- **Task**: Rename "packed snow" to "trampled snow" in the listing lines between the one holding "Question. Provide the position of each instance of the birch" and the one holding "x=338 y=711", inclusive. Return only those lines, with nothing else changed.

----- Data shown

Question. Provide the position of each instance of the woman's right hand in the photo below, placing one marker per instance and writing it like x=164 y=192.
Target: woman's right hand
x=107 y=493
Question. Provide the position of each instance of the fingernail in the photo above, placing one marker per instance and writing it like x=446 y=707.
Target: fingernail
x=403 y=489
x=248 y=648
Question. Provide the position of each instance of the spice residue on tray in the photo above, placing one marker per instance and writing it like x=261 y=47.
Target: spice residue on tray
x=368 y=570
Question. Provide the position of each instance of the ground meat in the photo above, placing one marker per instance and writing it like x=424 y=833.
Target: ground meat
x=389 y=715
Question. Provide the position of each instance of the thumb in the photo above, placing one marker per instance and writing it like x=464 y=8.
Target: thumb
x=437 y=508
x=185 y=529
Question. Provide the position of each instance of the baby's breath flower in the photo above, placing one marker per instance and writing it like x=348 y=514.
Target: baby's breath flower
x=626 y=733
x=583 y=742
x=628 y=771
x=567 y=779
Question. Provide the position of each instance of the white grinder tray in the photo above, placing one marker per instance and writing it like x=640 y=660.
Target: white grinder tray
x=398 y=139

----------
----- Data shown

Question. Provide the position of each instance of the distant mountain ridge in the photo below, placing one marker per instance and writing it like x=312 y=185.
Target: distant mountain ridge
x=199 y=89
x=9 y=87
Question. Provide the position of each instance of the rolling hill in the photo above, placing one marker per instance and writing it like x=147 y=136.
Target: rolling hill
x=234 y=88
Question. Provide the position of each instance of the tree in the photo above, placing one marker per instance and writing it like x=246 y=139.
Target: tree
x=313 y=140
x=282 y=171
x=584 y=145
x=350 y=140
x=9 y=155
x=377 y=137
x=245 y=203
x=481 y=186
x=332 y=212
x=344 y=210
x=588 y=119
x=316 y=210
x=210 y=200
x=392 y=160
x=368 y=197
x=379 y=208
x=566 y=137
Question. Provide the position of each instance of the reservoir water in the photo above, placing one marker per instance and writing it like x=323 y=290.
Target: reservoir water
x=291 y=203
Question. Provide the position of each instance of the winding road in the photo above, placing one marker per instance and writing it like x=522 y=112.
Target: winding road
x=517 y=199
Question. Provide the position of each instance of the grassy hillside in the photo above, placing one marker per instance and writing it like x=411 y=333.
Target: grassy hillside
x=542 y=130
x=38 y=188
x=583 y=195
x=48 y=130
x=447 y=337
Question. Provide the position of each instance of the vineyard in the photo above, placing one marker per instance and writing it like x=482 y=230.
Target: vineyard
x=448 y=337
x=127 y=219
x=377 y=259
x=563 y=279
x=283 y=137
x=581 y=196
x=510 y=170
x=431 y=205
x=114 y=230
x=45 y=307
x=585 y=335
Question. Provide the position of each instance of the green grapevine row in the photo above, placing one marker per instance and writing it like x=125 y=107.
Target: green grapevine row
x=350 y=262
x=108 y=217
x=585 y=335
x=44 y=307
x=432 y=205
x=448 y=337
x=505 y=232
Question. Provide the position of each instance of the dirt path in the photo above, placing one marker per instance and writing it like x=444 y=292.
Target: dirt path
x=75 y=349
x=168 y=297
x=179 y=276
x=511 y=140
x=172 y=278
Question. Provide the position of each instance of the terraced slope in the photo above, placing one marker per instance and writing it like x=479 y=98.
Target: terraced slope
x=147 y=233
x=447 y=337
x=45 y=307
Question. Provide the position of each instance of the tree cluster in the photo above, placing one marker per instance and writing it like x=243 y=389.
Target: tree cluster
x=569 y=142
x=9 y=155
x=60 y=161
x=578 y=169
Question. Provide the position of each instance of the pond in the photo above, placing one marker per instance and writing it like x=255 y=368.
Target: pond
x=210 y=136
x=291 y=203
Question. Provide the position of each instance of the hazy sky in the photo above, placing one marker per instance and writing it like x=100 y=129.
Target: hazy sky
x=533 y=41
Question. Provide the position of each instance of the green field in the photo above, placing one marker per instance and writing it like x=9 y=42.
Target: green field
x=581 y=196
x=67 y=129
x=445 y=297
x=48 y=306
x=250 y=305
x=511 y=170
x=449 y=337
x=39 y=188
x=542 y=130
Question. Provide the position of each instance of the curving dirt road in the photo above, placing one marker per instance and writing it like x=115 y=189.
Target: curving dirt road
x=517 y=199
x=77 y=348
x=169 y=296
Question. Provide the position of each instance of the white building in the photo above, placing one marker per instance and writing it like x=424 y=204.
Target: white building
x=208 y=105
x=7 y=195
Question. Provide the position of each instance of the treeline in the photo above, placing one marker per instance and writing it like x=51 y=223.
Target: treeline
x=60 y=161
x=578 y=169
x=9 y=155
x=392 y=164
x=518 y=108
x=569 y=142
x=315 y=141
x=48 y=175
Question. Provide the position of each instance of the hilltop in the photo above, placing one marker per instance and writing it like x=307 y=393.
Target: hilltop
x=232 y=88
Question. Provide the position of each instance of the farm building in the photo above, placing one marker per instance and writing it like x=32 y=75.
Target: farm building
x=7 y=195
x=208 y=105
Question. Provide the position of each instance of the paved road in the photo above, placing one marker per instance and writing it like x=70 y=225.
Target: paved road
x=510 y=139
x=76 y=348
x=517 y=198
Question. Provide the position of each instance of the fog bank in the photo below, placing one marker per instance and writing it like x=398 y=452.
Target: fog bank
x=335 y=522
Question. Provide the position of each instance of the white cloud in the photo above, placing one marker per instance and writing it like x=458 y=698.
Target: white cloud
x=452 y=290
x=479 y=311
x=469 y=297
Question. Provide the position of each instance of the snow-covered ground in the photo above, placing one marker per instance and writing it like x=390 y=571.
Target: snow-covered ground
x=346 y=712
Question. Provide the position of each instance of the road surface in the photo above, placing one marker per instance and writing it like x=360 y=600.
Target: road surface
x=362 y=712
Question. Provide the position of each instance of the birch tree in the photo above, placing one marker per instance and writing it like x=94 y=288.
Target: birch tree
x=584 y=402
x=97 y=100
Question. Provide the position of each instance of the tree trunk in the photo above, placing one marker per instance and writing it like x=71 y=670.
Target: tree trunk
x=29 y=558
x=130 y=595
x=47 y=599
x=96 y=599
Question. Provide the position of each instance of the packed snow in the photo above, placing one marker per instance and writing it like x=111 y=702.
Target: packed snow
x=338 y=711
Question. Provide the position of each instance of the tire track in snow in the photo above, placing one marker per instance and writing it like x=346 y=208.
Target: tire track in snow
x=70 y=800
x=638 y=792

----------

- **Expected output**:
Question. Provide the position of each instance of the birch tree in the photo above, placing one marker per instance and writing it like x=94 y=288.
Target: birch tree
x=584 y=402
x=97 y=100
Question. Provide the position of each instance of the tree trunk in the photo above, placing one marker per instance and writing it like x=71 y=670.
Target: tree trunk
x=29 y=558
x=130 y=595
x=47 y=599
x=96 y=599
Question. Provide the position of each instance of the trampled snow in the photo above, placing one marker per instance and writing it like x=111 y=702.
Target: trampled snow
x=338 y=711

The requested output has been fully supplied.